**What is being asked**
Set down all of the data exactly. Pictures stay out of the copy.

== Source material

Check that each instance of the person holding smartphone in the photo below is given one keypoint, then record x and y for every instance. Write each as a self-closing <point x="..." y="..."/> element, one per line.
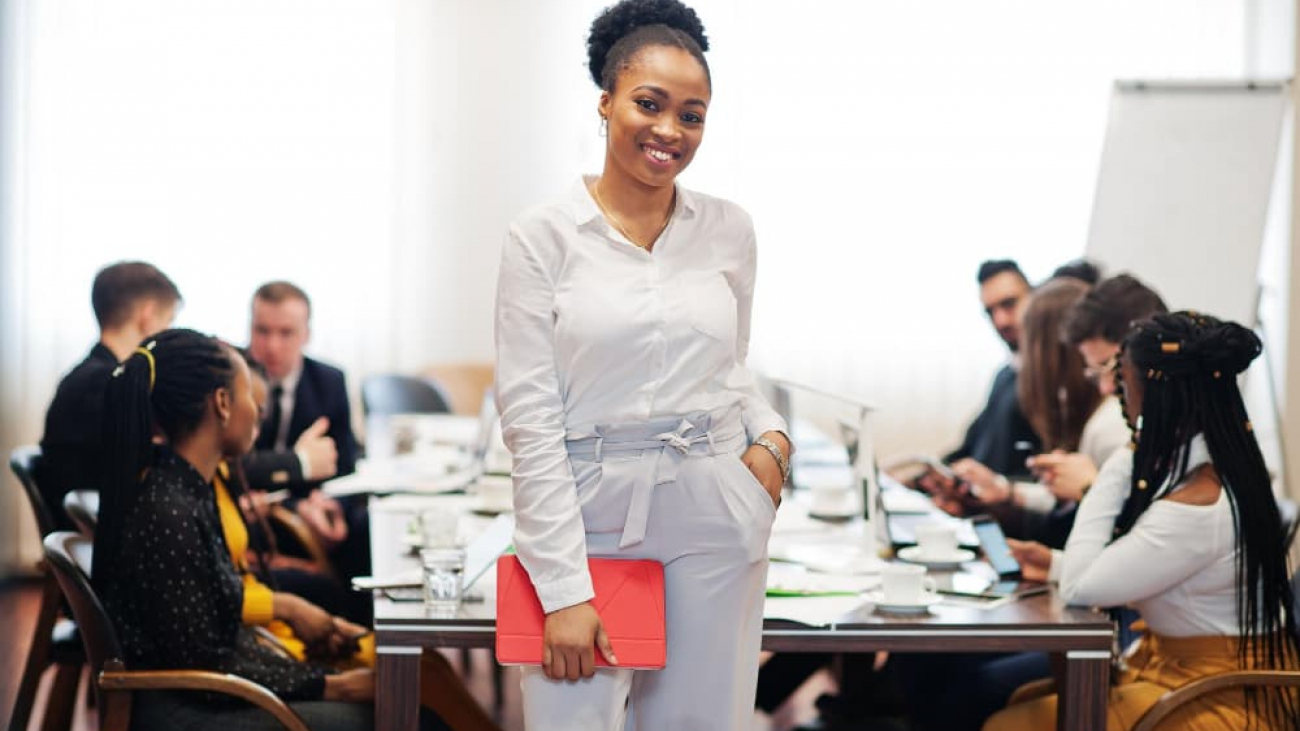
<point x="623" y="320"/>
<point x="1187" y="531"/>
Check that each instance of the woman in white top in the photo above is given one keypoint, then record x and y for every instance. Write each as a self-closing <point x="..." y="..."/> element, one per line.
<point x="1067" y="412"/>
<point x="623" y="319"/>
<point x="1164" y="530"/>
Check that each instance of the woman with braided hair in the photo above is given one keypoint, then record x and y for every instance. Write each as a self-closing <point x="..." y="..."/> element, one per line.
<point x="174" y="410"/>
<point x="1187" y="531"/>
<point x="623" y="316"/>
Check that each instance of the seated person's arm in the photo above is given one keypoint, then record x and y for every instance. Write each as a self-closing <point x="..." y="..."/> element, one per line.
<point x="1160" y="552"/>
<point x="1067" y="475"/>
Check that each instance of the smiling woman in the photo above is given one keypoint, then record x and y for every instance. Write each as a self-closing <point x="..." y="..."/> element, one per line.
<point x="623" y="318"/>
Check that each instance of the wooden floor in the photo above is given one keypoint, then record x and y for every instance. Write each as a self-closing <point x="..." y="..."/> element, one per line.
<point x="20" y="601"/>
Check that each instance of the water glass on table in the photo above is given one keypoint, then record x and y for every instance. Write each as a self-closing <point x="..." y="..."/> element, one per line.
<point x="443" y="578"/>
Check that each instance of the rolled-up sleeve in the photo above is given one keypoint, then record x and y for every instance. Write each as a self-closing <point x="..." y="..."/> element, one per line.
<point x="757" y="414"/>
<point x="549" y="535"/>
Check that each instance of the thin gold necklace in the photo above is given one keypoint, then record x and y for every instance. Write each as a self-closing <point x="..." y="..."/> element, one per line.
<point x="622" y="229"/>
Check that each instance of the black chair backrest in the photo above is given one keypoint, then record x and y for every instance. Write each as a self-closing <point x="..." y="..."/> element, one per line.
<point x="391" y="393"/>
<point x="82" y="506"/>
<point x="25" y="462"/>
<point x="69" y="556"/>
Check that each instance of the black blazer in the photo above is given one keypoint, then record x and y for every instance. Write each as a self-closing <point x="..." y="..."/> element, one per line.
<point x="73" y="444"/>
<point x="993" y="436"/>
<point x="321" y="392"/>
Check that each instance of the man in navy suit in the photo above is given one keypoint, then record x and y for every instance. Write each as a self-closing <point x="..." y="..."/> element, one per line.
<point x="307" y="433"/>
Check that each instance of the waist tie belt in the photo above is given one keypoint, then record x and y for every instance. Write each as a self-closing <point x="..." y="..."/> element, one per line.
<point x="663" y="444"/>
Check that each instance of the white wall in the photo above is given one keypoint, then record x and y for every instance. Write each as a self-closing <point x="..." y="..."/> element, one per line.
<point x="375" y="152"/>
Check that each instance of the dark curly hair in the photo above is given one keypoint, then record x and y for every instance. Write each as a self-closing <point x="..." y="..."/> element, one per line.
<point x="624" y="29"/>
<point x="1188" y="363"/>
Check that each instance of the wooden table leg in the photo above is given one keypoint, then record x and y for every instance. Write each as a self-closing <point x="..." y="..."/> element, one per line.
<point x="1087" y="684"/>
<point x="397" y="688"/>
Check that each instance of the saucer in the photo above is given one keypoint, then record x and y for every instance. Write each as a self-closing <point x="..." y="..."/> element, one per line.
<point x="922" y="606"/>
<point x="913" y="554"/>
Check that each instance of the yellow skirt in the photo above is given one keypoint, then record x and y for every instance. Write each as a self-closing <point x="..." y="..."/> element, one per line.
<point x="1157" y="666"/>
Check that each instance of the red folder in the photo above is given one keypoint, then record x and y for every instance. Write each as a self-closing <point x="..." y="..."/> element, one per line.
<point x="628" y="598"/>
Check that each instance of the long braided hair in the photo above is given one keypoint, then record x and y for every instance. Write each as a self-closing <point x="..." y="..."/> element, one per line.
<point x="161" y="389"/>
<point x="1188" y="364"/>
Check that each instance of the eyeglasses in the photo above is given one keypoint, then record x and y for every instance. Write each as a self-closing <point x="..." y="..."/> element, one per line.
<point x="1096" y="373"/>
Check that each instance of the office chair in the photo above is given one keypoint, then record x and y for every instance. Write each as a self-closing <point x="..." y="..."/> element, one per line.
<point x="53" y="641"/>
<point x="113" y="684"/>
<point x="390" y="393"/>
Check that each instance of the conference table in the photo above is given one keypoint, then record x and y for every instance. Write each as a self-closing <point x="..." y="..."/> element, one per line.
<point x="1080" y="637"/>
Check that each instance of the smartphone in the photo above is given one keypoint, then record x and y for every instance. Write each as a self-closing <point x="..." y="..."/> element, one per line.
<point x="993" y="544"/>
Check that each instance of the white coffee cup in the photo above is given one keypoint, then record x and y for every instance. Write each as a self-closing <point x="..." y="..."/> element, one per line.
<point x="936" y="540"/>
<point x="905" y="584"/>
<point x="495" y="493"/>
<point x="832" y="500"/>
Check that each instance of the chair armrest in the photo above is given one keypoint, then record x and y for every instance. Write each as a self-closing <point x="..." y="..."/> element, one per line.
<point x="203" y="680"/>
<point x="267" y="639"/>
<point x="298" y="528"/>
<point x="1175" y="699"/>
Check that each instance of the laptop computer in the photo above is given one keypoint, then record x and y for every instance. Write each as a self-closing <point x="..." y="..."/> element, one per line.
<point x="902" y="513"/>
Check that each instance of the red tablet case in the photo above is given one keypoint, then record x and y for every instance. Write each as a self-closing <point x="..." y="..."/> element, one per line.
<point x="628" y="598"/>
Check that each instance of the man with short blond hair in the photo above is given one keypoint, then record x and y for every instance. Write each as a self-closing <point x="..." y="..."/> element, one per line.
<point x="131" y="301"/>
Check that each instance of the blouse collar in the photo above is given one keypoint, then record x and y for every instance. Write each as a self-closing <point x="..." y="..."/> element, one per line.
<point x="585" y="210"/>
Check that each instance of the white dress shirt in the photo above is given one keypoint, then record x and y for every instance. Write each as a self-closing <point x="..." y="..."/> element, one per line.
<point x="593" y="329"/>
<point x="1177" y="565"/>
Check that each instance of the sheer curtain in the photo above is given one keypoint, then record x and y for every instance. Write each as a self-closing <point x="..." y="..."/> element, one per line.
<point x="375" y="151"/>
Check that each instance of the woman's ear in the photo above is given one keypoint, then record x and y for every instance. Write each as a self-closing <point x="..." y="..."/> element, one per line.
<point x="222" y="403"/>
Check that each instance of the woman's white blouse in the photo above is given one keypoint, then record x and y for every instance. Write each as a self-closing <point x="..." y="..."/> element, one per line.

====

**Solution**
Check that each instance of the person holding smartphone in the photo below is given one keypoint, then record x and y for every instance. Write each as a self-closing <point x="..." y="..."/> element, one per line.
<point x="623" y="320"/>
<point x="1187" y="531"/>
Check that each instance of the woman in white top in the photo above is given one keypoint, then record x and y for every instance. Write each as a self-closing <point x="..." y="..."/> element, one per line.
<point x="1067" y="412"/>
<point x="623" y="319"/>
<point x="1164" y="530"/>
Check that each instance of the woman with braided hair in the photo above is given one keypoint, then record x and y for every instance. Write each as a self-closing <point x="..." y="..."/> element, one per line.
<point x="174" y="410"/>
<point x="1187" y="531"/>
<point x="623" y="316"/>
Check that each instance of the seated person's arm in the photo above is given one keypoint, then record x and y for every instance. Write each as a self-closing <point x="..." y="..."/> element, one per line.
<point x="1160" y="552"/>
<point x="1067" y="475"/>
Check that each instance of the smiling woman in the photo above is given one keypoint, then record x and y for every instance. Write each as a self-closing <point x="..." y="..."/> element, one per line.
<point x="623" y="318"/>
Check that each instance of the wooden floor in the photo above is given one keypoint, then record x and y for every instance. Write each as a self-closing <point x="..." y="..."/> element, one per line.
<point x="20" y="601"/>
Check that each instance of the water glass on table in the photo above is given one keypoint, then record x and y for every instance. Write each as a self-closing <point x="..." y="..."/> element, one per line.
<point x="443" y="578"/>
Check that each instance of the rolled-up sleeve in the photo above is given one keypoint, then record x and y for every instance. Write each as a self-closing <point x="..." y="..."/> element, one per line.
<point x="757" y="414"/>
<point x="549" y="535"/>
Check that each instance of the thin gold necklace in the photo above is given one keypoint, then record x and y for every instance. Write each as a self-closing <point x="..." y="..."/> element, one per line.
<point x="622" y="229"/>
Check that each instance of the black chair backrest in the photo above is given one keypoint, then record x and y for every instance. Write each as a self-closing <point x="..." y="..."/> element, one per line.
<point x="391" y="393"/>
<point x="82" y="506"/>
<point x="25" y="462"/>
<point x="69" y="556"/>
Check that each instance of the black blazer in the photo above is given one keypoint, then record x and y for every instance. Write each as a self-closing <point x="..." y="..."/> element, one per line.
<point x="73" y="444"/>
<point x="993" y="436"/>
<point x="321" y="392"/>
Check that each instance of the man in navy suit in the photo above is given one keypoint, then record x and y for every instance. Write each as a self-closing <point x="..." y="..."/> element, one per line.
<point x="307" y="433"/>
Check that each instance of the waist tie belt in the photo above is given one keypoint, then record x and y for every instance. Write each as a self-closing <point x="..." y="..."/> element, one per line.
<point x="663" y="444"/>
Check that each instance of the white wall in the photo above is given one keypoint, then record x and y for every instance. Write each as a self-closing <point x="..." y="..."/> element, one per line.
<point x="375" y="152"/>
Check that each instance of the dark curly hair in the photo above is given one keypoint, then record x and y for every instance. Write each as a self-closing <point x="..." y="..."/> element, one per line.
<point x="624" y="29"/>
<point x="1188" y="363"/>
Check that each instance of the wooden table leg in the photo above is given one keypoint, then record x and y for every instance. Write each as a self-closing <point x="..." y="..."/> element, one per line.
<point x="1087" y="684"/>
<point x="397" y="688"/>
Check that each instance of the saucer in the photo above is given one keypoint, then record x and y for every instance. Write each as a self-closing <point x="..." y="..."/> element, one per line.
<point x="922" y="606"/>
<point x="913" y="554"/>
Check that each instance of the yellow skirt in the photo above is given one keypoint, then record x and y for every instance. Write each as a self-closing <point x="..." y="..."/> element, one per line.
<point x="1157" y="666"/>
Check that each instance of the red folder in the photo above is given one keypoint, then record x and y for every instance. Write each as a self-closing <point x="..." y="..."/> element, one per line.
<point x="628" y="598"/>
Check that each instance of the long braided hair in the photo above is given one keypoint, then record x and y for every instance. Write each as a self-closing <point x="..." y="..."/> element, one per line.
<point x="161" y="389"/>
<point x="1188" y="364"/>
Check that each instance of the eyeglasses in the photo above is given one keypoint, then record x and y for every instance. Write each as a self-closing <point x="..." y="..."/> element, one per line.
<point x="1096" y="373"/>
Check that each instance of the office chair in the photo above is given one keypoint, then record x and y for every instance. Write each as a self-closing <point x="..." y="..."/> element, one per line.
<point x="53" y="641"/>
<point x="113" y="684"/>
<point x="390" y="393"/>
Check that each instance of the conference table in the photo above is given one keypoint, then record x and y for every instance. Write each as a self-closing <point x="..." y="..."/> element, one per line.
<point x="1080" y="637"/>
Check that each instance of the smartphone in the photo above is given one keypoint, then record x and y for every instance. Write each as a self-closing <point x="..." y="..."/> element, one per line.
<point x="993" y="544"/>
Check that each instance of the white coffee cup in the photo above is given one keypoint, then record x and y for every instance. Write each as a self-closing <point x="..." y="..."/> element, one per line.
<point x="936" y="540"/>
<point x="905" y="584"/>
<point x="495" y="493"/>
<point x="832" y="500"/>
Check that each instance of the chair armrest in the photo above is given one keypoint, then record x and y for every instance. Write each as a self-closing <point x="..." y="..."/> element, one per line.
<point x="203" y="680"/>
<point x="267" y="639"/>
<point x="298" y="528"/>
<point x="1175" y="699"/>
Check that each instance of the laptop computer in the photo above is given one keypoint, then record x and y for every instance. Write each as a self-closing <point x="..." y="..."/> element, one per line.
<point x="902" y="513"/>
Check that each instance of the red tablet case in the photo above is given one keypoint, then record x and y for every instance. Write each as a self-closing <point x="..." y="..."/> element, one per line.
<point x="628" y="598"/>
Check that each instance of the man with short blond hair in the photo above is given one keypoint, then record x and y for every instance. Write each as a self-closing <point x="..." y="..."/> element, one per line.
<point x="131" y="301"/>
Check that each instance of the blouse collar in the photo above is given one keypoint, then record x and y for every instance. Write each as a self-closing <point x="..." y="..."/> element, one per line.
<point x="585" y="210"/>
Check that each instance of the white dress shirt in the photo above is given one keypoint, then record x and y for every instance. Write each as a self-closing <point x="..." y="..."/> element, one per line.
<point x="593" y="329"/>
<point x="1177" y="565"/>
Check that each instance of the sheer curtain in the photo above is given one keypoint, then record x and y for every instance. Write each as a self-closing <point x="..." y="..."/> element, one per line.
<point x="375" y="151"/>
Check that each instance of the woman's ear in the photo above is given one keypoint, then record x and y for every instance. Write each as a self-closing <point x="..." y="..."/> element, one per line.
<point x="222" y="403"/>
Check that each instance of the woman's white blouse in the photo above is given one keypoint, then record x and y for every instance. Write each as a self-closing <point x="..." y="..."/> element, one per line.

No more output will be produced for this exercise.